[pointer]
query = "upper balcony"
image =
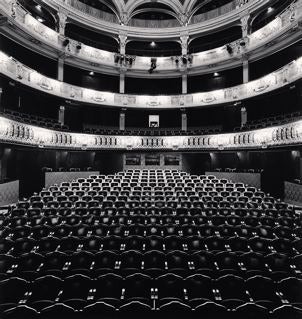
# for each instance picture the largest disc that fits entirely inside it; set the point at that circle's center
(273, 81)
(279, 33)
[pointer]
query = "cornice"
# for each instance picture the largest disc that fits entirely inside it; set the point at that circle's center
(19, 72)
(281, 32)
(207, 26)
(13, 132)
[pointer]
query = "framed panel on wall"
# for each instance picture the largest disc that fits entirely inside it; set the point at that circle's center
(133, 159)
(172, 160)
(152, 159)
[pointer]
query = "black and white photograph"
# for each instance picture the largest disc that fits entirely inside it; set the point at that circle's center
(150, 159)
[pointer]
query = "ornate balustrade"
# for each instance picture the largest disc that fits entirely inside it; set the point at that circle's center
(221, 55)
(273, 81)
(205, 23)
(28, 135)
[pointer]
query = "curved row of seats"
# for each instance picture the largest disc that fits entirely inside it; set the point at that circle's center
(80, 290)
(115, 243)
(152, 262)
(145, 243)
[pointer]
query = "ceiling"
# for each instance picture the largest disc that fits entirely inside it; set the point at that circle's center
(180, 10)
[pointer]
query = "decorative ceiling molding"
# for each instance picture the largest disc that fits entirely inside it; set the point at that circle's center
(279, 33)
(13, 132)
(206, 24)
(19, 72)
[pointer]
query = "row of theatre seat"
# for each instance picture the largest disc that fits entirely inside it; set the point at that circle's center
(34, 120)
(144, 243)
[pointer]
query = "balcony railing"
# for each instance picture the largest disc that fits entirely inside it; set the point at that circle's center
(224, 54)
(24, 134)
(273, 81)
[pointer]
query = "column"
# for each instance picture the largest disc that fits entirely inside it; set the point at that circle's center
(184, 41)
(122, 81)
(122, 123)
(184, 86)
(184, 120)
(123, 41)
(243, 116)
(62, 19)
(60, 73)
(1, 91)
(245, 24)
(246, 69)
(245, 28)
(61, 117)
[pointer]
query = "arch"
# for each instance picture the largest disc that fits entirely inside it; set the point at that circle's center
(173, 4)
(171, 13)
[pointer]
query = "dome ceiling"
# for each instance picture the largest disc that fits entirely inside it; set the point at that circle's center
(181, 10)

------------------------------------------------------------

TASK DESCRIPTION — Whenever "ceiling" occurs in a line of the entries, copy that line.

SOLUTION TO THIS TASK —
query = "ceiling"
query = "decorative ceiling molding"
query = "dome ceiling"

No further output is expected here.